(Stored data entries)
## begin
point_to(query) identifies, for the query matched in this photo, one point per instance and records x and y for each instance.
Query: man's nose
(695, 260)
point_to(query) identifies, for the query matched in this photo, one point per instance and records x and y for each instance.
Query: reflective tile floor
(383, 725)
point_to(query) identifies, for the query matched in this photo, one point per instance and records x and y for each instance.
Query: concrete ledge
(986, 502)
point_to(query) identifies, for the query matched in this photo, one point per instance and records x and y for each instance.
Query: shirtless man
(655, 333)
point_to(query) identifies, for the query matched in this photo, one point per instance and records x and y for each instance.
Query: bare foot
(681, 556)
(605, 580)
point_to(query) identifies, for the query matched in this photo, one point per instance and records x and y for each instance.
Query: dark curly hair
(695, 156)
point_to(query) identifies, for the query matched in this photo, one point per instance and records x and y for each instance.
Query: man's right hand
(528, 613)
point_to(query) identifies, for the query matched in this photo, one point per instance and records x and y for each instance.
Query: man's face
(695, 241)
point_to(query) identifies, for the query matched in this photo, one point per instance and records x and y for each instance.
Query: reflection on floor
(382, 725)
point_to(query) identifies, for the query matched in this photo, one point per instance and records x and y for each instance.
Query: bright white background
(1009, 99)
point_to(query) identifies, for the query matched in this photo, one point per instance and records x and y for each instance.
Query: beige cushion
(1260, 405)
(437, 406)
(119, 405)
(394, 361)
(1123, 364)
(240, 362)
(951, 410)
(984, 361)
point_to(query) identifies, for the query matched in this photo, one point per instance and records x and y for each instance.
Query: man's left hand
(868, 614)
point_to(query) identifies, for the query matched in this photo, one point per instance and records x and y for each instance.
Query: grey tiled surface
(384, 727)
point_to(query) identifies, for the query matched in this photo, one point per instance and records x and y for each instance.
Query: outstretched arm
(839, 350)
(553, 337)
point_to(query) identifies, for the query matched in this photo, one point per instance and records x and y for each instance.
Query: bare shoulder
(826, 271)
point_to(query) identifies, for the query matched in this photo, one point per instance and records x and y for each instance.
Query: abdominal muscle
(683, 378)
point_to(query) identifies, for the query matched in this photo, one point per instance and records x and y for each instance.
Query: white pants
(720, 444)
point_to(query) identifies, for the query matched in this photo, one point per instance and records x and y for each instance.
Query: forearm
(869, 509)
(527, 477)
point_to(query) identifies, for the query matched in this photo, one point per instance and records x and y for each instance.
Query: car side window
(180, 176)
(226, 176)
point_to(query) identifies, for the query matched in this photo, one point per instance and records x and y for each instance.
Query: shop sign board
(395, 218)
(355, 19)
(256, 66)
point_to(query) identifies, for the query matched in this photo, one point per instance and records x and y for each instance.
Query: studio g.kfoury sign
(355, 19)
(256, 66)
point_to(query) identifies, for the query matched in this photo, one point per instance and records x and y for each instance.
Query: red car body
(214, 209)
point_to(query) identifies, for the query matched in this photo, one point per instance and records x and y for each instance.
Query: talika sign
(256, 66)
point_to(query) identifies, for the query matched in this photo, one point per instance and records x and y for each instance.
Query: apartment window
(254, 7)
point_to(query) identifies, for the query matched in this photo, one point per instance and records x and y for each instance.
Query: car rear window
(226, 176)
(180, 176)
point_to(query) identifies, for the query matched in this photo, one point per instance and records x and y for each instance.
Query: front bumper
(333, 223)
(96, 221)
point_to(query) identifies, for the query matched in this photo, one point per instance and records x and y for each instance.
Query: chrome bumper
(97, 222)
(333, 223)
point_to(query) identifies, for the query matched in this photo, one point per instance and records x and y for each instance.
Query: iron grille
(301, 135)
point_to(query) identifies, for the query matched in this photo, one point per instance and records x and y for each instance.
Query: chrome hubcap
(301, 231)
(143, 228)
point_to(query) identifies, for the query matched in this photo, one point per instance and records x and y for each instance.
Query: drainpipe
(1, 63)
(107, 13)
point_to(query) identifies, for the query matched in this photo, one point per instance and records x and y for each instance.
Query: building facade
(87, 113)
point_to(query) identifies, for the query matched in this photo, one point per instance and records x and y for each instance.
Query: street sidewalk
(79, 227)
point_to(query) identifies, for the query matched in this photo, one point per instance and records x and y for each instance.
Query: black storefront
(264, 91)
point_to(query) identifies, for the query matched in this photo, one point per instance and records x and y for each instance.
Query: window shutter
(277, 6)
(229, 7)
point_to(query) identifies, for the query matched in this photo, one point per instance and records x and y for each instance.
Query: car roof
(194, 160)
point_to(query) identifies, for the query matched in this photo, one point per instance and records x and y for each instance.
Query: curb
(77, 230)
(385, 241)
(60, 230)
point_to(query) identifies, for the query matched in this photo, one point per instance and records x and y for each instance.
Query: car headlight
## end
**Aim**
Write out all of the records above exactly as they appear.

**The completed task**
point_to(query) identifies, for the query matched in this photo, one point per instance and records x and y for each instance.
Query: man's nose
(695, 260)
point_to(query) identifies, for the query matched in this photo, one point per instance and records x and y for each instance.
Query: reflective tile floor
(383, 725)
point_to(query) identifies, for the query matched in this photo, one point per instance and records x and y for each instance.
Query: concrete ledge
(986, 502)
point_to(query) identifies, for the query matched in this photo, one point per instance and records x and y for each instance.
Query: shirtless man
(655, 333)
point_to(query) identifies, for the query matched in this photo, one point per instance and records x and y for each instance.
Query: bare foot
(681, 556)
(605, 580)
point_to(query) identifies, for the query matched in this photo, one point per instance and records x and y for each instance.
Query: dark curly hair
(695, 156)
point_to(query) identifies, for the query matched in this photo, one point per instance and records x and y for each instance.
Query: man's right hand
(528, 613)
point_to(query) identifies, for the query matched in this photo, one point per instance and records x and y for each instance.
Query: man's face
(695, 241)
point_to(query) identifies, for the query matched in this photo, one point per instance and records x and y for each instance.
Query: reflection on floor
(382, 725)
point_to(query) identifies, for the query matched in this photo, one point per instance and records x and y for each instance.
Query: bright white background
(1009, 99)
point_to(query) identifies, for the query matched in this photo, one point per instance and records x and y for each instance.
Query: beige cushion
(1260, 405)
(437, 406)
(119, 405)
(394, 361)
(1123, 364)
(240, 362)
(951, 410)
(984, 361)
point_to(query) identifies, for the query matched in this photo, one point per instance and records x and y for each instance.
Query: man's left hand
(868, 614)
point_to(query) identifies, for the query matched in this photo, one point per instance and records x and y for each instance.
Query: grey tiled surface
(384, 727)
point_to(query) identifies, for the query matched in this photo, one point per instance and records x and y for each instance.
Query: outstretched arm
(839, 350)
(553, 337)
point_to(query) identifies, for the query matched in this photo, one point per instance and records x and y for each instance.
Query: bare shoulder
(826, 271)
point_to(query) identifies, for the query matched in this photo, one point per instance and records x and y for each instance.
Query: abdominal muscle
(683, 378)
point_to(query) identifies, for the query matched in this photo, one point per instance and records x and y for each instance.
Query: white pants
(720, 444)
point_to(query) identifies, for the query matched in this photo, one point per instance and records x and y for each instance.
Query: forearm
(869, 509)
(527, 477)
point_to(query) identifies, for the query matched in this photo, one point per instance and records x and y for each instance.
Query: car side window
(180, 176)
(226, 176)
point_to(query) identifies, for the query matched in this photo, one point per instance and records x and y for each instance.
Query: shop sign board
(395, 218)
(355, 19)
(256, 66)
point_to(query) identifies, for the query matched in this photo, one point per instance and records x and y for each instance.
Query: studio g.kfoury sign
(355, 19)
(256, 66)
point_to(query) identifies, for the query matched in this photo, one point per instance and records x and y for each instance.
Query: red car body
(214, 209)
point_to(query) identifies, for the query matched in this photo, one point per instance and records x and y for each instance.
Query: talika sign
(256, 66)
point_to(query) identifies, for the query matched in this photo, one point per instance and records x and y for each instance.
Query: apartment window
(254, 7)
point_to(query) identifies, for the query matched in this photo, one point per instance and records x and y for each instance.
Query: car rear window
(226, 176)
(180, 176)
point_to(query) identifies, for the query matched in this photo, one point per instance and records x and y for each instance.
Query: front bumper
(333, 223)
(96, 221)
point_to(query) identifies, for the query matched in this photo, one point per instance and records x and y for each instance.
Query: chrome bumper
(97, 222)
(333, 223)
point_to(query) identifies, for the query matched in this photo, one point per instance and records x and y for each instance.
Query: iron grille
(301, 135)
point_to(query) identifies, for the query matched in this photo, one point per instance and records x and y for each instance.
Query: chrome hubcap
(301, 231)
(143, 228)
point_to(query) identifies, for the query matched in this photo, one point per instance and records x and y for each instance.
Query: drainpipe
(1, 63)
(107, 13)
point_to(query) identifies, for the query matched in this photo, one point per instance and records x and y for each instance.
Query: building facade
(87, 113)
point_to(query) identifies, for the query matched in this photo, one point per instance and records x and y for each instance.
Query: street sidewalk
(79, 227)
point_to(query) identifies, for the query matched in this photo, one point per instance and records x and y for each instance.
Query: black storefront
(264, 91)
point_to(query) identifies, for the query matched in this photo, one point per instance and records x and y for each instance.
Query: window shutter
(277, 6)
(229, 7)
point_to(query) identifies, for the query matched in this photo, one point per instance and records x and y for each instance.
Query: car roof
(194, 160)
point_to(query) identifies, for the query matched in this photo, one point per instance and records x and y for each instance.
Query: curb
(77, 230)
(385, 241)
(60, 230)
point_to(query) identifies, for the query matched in this photo, one point per instance and records x and y for each instance.
Query: car headlight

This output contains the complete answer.